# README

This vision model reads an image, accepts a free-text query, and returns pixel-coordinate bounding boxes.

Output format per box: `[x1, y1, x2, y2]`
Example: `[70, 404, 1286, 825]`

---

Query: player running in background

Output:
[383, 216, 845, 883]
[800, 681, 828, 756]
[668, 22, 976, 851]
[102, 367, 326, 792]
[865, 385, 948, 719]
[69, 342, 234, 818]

◆ Aim of the task:
Rewrite all of the material above, replacing "player" with "athlete" and keeping everything else the same.

◆ Complete response:
# README

This vision model reads an image, accepts a free-text query, and returns pixel-coordinate bounding boxes.

Output format per box: `[x1, y1, x2, y2]`
Example: `[70, 404, 1286, 825]`

---

Query: athlete running in background

Output:
[383, 216, 845, 883]
[800, 681, 828, 756]
[668, 22, 976, 851]
[102, 367, 326, 792]
[865, 385, 948, 719]
[69, 342, 234, 818]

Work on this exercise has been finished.